§ WRITTEN REQUEST
Can you convert the data below into a JSON list of strings, one string per line with blank lines omitted, and keep the pictures out of your answer?
>> START GIVEN RECORDS
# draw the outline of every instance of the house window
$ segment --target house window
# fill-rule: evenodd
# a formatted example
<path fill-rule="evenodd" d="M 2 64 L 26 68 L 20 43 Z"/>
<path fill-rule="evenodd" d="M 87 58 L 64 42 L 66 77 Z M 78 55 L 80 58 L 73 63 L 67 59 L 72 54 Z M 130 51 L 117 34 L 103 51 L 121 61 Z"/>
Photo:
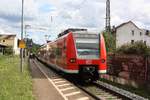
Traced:
<path fill-rule="evenodd" d="M 132 30 L 132 36 L 134 36 L 134 30 Z"/>
<path fill-rule="evenodd" d="M 146 33 L 145 33 L 145 35 L 149 35 L 149 31 L 148 31 L 148 30 L 146 30 Z"/>
<path fill-rule="evenodd" d="M 134 40 L 131 40 L 131 44 L 134 44 Z"/>
<path fill-rule="evenodd" d="M 140 32 L 140 36 L 142 36 L 142 32 Z"/>

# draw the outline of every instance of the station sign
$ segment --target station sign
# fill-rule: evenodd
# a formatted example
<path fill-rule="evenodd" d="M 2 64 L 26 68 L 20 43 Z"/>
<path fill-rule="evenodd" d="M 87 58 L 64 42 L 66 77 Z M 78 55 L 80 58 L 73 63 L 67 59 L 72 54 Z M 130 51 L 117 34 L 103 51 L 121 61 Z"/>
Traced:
>> END GIVEN RECORDS
§ SOLUTION
[
  "# draw the outline of every instance of the house window",
  "$ segment --target house window",
  "# fill-rule: evenodd",
  "# a formatted example",
  "<path fill-rule=\"evenodd\" d=\"M 2 64 L 26 68 L 20 43 Z\"/>",
  "<path fill-rule=\"evenodd\" d=\"M 87 58 L 64 42 L 66 77 Z M 78 55 L 80 58 L 73 63 L 67 59 L 72 54 Z M 130 51 L 117 34 L 103 51 L 121 61 Z\"/>",
  "Photo:",
  "Traced:",
  "<path fill-rule=\"evenodd\" d=\"M 132 30 L 132 36 L 134 36 L 134 30 Z\"/>",
  "<path fill-rule=\"evenodd\" d=\"M 146 33 L 145 33 L 145 35 L 149 35 L 149 31 L 148 31 L 148 30 L 146 30 Z\"/>",
  "<path fill-rule=\"evenodd\" d=\"M 134 40 L 131 40 L 131 44 L 134 44 Z\"/>",
  "<path fill-rule=\"evenodd\" d=\"M 140 32 L 140 36 L 142 36 L 142 32 Z\"/>",
  "# draw the outline of every instance of the station sign",
  "$ segment --target station sign",
  "# fill-rule: evenodd",
  "# a formatted example",
  "<path fill-rule=\"evenodd\" d=\"M 2 64 L 26 68 L 20 43 Z\"/>",
  "<path fill-rule=\"evenodd\" d=\"M 87 58 L 64 42 L 66 77 Z M 78 55 L 80 58 L 73 63 L 67 59 L 72 54 Z M 130 51 L 117 34 L 103 51 L 121 61 Z\"/>",
  "Traced:"
]